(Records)

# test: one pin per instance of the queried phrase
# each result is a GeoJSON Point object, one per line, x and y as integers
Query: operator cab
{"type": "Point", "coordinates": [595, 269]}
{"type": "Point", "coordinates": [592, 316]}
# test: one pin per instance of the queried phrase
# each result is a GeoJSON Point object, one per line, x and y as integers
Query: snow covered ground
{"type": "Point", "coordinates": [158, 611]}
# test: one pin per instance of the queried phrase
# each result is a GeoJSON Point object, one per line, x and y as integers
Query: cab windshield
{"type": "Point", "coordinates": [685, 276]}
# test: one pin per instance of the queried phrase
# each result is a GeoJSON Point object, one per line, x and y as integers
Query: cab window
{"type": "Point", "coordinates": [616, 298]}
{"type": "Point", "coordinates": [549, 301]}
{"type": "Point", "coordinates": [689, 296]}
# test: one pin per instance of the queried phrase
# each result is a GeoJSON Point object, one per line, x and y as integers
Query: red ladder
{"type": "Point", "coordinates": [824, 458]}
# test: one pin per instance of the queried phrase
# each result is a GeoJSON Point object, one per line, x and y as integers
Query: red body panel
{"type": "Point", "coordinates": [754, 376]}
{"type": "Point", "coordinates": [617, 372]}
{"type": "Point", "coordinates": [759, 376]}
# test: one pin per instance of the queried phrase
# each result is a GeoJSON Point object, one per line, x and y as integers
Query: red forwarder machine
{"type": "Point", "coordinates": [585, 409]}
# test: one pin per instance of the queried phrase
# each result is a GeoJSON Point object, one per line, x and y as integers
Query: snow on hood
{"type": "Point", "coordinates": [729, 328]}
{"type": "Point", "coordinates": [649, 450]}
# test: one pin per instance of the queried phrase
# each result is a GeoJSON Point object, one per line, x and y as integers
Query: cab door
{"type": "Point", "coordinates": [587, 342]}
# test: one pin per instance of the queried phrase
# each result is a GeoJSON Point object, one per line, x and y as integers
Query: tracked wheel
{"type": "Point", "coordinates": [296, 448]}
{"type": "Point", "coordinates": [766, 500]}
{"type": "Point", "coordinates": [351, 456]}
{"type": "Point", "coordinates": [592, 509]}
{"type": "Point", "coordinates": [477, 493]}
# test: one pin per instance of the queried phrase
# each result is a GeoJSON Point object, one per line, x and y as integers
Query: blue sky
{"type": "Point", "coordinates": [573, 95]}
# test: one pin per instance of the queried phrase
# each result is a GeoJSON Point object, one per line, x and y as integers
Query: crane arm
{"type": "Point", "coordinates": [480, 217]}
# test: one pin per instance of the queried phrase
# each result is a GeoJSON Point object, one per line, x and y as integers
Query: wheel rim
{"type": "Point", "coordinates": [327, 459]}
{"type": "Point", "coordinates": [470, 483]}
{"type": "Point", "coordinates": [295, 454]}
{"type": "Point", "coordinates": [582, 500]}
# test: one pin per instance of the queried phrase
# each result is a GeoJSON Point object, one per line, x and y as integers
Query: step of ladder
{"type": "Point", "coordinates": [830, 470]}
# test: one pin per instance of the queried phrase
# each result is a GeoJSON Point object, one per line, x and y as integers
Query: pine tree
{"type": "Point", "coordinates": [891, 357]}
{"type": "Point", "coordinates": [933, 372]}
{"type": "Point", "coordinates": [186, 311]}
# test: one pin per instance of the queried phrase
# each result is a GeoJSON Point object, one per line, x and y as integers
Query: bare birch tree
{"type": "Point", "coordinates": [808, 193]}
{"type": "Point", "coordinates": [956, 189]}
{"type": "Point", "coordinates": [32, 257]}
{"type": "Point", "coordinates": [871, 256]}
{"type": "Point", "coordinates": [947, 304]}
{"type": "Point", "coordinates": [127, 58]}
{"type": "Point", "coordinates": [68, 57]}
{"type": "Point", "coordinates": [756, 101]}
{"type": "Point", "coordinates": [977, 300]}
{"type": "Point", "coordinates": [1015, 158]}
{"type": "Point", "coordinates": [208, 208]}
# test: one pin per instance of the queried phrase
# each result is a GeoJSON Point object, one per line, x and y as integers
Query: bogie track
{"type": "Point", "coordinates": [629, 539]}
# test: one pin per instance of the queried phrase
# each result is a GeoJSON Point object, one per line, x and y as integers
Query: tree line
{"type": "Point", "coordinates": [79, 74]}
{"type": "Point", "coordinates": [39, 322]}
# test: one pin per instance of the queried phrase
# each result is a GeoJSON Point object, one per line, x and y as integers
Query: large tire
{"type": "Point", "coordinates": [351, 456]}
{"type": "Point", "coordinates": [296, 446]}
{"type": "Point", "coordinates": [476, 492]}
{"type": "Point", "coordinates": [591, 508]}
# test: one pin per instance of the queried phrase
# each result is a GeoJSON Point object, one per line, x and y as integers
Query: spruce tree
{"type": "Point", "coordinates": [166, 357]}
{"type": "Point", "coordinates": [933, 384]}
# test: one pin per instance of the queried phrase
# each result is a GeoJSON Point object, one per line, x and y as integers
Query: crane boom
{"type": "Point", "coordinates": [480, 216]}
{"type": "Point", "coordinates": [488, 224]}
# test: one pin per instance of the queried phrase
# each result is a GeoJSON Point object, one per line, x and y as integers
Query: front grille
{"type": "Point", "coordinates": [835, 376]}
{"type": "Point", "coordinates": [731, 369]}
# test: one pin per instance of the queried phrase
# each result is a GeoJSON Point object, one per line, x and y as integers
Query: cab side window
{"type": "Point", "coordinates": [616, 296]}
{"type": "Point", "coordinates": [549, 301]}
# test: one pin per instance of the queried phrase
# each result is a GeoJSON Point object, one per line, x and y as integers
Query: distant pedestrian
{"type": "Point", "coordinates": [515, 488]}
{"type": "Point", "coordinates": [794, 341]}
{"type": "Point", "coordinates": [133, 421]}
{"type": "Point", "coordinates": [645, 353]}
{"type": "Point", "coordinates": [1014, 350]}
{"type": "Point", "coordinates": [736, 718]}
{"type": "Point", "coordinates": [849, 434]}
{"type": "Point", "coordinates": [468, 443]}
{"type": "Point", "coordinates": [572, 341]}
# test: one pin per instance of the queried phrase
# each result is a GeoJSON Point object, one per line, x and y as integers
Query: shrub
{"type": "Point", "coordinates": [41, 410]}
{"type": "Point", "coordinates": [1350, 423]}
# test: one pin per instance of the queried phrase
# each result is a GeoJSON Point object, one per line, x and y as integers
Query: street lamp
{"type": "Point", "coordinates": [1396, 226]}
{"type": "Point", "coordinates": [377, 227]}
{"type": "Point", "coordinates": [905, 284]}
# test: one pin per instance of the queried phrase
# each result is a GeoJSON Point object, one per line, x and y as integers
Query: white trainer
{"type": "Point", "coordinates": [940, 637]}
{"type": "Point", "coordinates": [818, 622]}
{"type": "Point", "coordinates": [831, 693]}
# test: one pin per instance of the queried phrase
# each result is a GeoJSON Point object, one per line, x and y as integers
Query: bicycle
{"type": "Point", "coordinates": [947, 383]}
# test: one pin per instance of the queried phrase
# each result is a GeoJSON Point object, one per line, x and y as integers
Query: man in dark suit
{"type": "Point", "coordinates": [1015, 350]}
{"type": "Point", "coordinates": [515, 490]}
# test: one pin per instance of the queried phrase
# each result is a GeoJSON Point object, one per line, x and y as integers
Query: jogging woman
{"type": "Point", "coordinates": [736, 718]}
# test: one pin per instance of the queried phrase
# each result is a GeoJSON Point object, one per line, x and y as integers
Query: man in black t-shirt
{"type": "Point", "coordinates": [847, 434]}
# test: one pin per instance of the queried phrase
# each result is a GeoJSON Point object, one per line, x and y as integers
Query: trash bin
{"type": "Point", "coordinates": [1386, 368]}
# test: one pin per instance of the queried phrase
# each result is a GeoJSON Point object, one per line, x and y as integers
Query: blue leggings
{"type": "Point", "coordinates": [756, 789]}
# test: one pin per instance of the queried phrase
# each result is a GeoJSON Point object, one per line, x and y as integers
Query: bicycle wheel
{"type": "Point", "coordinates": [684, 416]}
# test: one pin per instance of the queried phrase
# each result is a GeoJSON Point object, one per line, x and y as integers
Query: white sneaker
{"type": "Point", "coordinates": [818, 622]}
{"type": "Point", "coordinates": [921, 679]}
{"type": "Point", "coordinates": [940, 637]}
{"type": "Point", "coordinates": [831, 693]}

▶ **TASK TO CARRY OUT**
Count the lines of the listing that contain the word "white", and reply with the number alone.

▶ **ANSWER TO THE TASK**
2